------ Page excerpt

In our surveys (see Section 3.4) the collection of topic titles and five scale ratings along with binary labels has several objectives. First, topic titles and five scale rating may be helpful for annotators to take strict (two-level) ratings for topic coherences. For example, seeing rating 4 or 5 and the presence of topic title, an annotator can surely be confident in assigning a Good label to a coherent topic. Second, we assigned binary labels (as discussed in Section 3.4) to topics using the automatic majority vote method (we also considered mode for automatic topic labels but found the majority method more useful by manual analysis of topics and automatic topic labels) and to authenticate their quality we checked the presence (or absence) of topic title and high/low five scale rating. Third, the five scale ratings are also helpful to investigate the classification results (see Section 4.1.1 and Table 5). Fourth, the presence of topic titles and five scale rating will be helpful for our future work and also make our surveys complete in the sense that these will be more resourceful to potential users as we also want datasets that are publicly available.
Examples of misclassified topics over UPI dataset with 70% training data and 30% test data.
Y is topic label and Y′, Y′′, Y′′′ are predicted values using SVM based on Linear, rbf (σ = 2) and rbf (σ = 1) kernels, respectively. The column Vote shows the total number of annotators agreeing that the topic has Good quality.
4.1. Binary classification of topics
Each row in the datasets represents a topic; each column has normalized mean values of pair-wise word similarity features and the final column of the datasets (see Table 3) has binary labels. We evaluated binary classifiers (see Section 3.5.5) by 10-fold cross-validation to avoid over-fitting. We used different performance metrics (precision, recall and accuracy) to show the quality of the auto-decision-making of the three classifiers on two datasets, making the total number of experiments six. Using four entries of confusion matrices for each iteration of 10-fold cross-validation (true positive, true negative, false positive and false negative), we show results in Table 4. The aggregate confusion matrix was constructed by evaluating different models on different test subsets during the 10 iterations of cross-validation. In Table 4 the first four rows (below the header) represent precision and recall percentage of each class of topics (Good/Bad) using the aggregate confusion matrix. The fifth to seventh rows of Table 4 are based on two types of averages: macro average (macro), which is the mean of all 10-fold averages; and micro average (micro), which is based on the aggregate confusion matrix. In the fifth row, the second column (named UPI SVM), 82.50 is the arithmetic mean (macro) of the accuracies obtained from the 10 rounds with a standard deviation of 10.83 followed by a micro average (82.50) computed from the aggregate confusion matrix. The differences between the two averages can be large; macro-averaging gives equal weight to each fold whereas micro-averaging gives equal weight to each per-topic classification decision. Micro-averaged results are a measure of effectiveness on the large classes in a test collection, whereas macro-averaged results provide a sense of effectiveness on small classes. Because the datasets are quite balanced, Table 4 (rows five to seven) has macro and micro averages that are the same or nearly equal to each other.

------------
------ Records supplied

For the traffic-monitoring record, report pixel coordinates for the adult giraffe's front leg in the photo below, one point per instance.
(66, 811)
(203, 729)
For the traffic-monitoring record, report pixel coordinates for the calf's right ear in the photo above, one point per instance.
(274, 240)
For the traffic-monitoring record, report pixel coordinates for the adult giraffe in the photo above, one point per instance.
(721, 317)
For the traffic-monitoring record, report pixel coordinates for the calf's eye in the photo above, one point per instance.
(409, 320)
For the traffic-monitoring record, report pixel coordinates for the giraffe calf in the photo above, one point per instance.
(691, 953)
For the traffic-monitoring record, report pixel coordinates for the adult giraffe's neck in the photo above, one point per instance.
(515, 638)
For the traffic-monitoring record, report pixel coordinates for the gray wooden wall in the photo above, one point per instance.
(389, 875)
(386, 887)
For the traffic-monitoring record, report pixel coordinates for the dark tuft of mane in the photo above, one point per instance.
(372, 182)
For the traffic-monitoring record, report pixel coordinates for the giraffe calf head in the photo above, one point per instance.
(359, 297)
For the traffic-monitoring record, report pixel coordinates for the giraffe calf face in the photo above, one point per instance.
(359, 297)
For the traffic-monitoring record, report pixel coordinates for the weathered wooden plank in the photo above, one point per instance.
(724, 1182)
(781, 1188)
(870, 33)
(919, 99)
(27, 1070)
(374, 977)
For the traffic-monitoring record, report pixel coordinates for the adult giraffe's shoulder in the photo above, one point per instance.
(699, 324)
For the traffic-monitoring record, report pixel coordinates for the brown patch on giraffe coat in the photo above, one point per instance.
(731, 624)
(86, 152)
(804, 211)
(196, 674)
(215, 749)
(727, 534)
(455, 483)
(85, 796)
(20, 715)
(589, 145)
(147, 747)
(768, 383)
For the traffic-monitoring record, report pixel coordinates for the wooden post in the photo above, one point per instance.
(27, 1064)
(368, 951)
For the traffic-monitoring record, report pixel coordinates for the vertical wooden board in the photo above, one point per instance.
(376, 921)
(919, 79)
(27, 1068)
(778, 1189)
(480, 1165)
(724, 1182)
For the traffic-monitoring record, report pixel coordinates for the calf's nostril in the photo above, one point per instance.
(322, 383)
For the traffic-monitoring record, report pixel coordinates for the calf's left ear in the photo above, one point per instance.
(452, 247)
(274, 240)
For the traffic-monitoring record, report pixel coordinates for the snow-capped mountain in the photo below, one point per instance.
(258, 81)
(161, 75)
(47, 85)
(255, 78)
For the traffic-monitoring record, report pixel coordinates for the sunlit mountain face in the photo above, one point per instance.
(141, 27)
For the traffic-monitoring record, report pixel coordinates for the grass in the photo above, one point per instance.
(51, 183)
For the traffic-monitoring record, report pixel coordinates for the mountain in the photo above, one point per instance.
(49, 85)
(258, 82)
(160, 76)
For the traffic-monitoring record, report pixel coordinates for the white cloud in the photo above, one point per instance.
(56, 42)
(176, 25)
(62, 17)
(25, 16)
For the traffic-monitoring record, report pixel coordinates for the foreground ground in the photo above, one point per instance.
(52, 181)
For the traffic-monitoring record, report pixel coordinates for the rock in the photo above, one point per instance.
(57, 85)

------------

**Required tasks**:
(a) Reproduce the passage of the excerpt on topic classification that begins at the words "Y is topic label" and stops after "has Good quality.".
(b) According to the excerpt on topic classification, why are the macro and micro averages in rows five to seven of Table 4 the same or nearly equal? Answer in one to three sentences.
(c) Extend the excerpt on topic classification, starting after its last sentence.
The records aren't needed for anything here.

**Outputs by task**:
(a)
Y is topic label and Y′, Y′′, Y′′′ are predicted values using SVM based on Linear, rbf (σ = 2) and rbf (σ = 1) kernels, respectively. The column Vote shows the total number of annotators agreeing that the topic has Good quality.

(b) The datasets are quite balanced, so the two kinds of average come out the same or nearly equal. The difference between them would otherwise be large, because macro-averaging weights each fold equally while micro-averaging weights each per-topic classification decision equally.

(c)
K-NN is a very simple algorithm but was found to be comparable to the other two algorithms. With the UPI dataset, the results are good but it performed poorly with the Reuters dataset. In all of the experiments the Reuters-based evaluation results were low compared with UPI and the reason for this may be the nature of the ReutersCorpus. According to our analysis of both corpora, ReutersCorpus articles have more word contractions (e.g. the use of both ‘avg’ and ‘average’ in the ReutersCorpus was found in high frequency, whereas in UPI we only found the use of ‘average’). ReutersCorpus also has more numerical data, compared with the UPICorpus, and also has many words that belong to far fewer documents, thus affecting the topics’ interpretability. LDA topics based on the Reuters dataset were also found to be more ambiguous and difficult to rate as compared with UPI-based topics. The K-NN algorithm is always sensitive to local data and it is advisable to search for the best K (the number of nearest neighbours). For example, for our UPI dataset the classification accuracy fluctuated from 73 to 83% and the 10-fold classification error was highest (0.27) at k = 1 and lowest (0.17) at k = 11. Similar behaviour was also found with the Reuters dataset. Further note that, finding the best k for K-NN algorithm is also termed as training the model.
Random Forest classifiers were the best performers (also identified by Fernández-Delgado et al. [20]), showing high averages in accuracy, recall and precision. We carefully analysed all tree models of random trees generated over both datasets. For UPI, a maximum of three features (PMI, Wup, path) were utilized in all of the tree models; 19 (out of 21 tree models over UPI) used PMI as a root attribute node; and only two models used Wup similarity as the root. In five models, the path length feature in combination with PMI (as root) and/or with Wup was found. In short, for UPI, PMI was the best feature, Wup second best, and the path-based feature was the third and last prominent feature. For Reuters, the results showed the use of all features in the tree models; in 19/19 random trees, PMI was the root node, and the second node to the root node was either Wup or Path, again showing the dominancy of these three features in the model building process. It looks like the combination of the thesaurus-based feature (specifically PMI) with WordNet features (specifically Wup or Path) makes a good combination for high performance.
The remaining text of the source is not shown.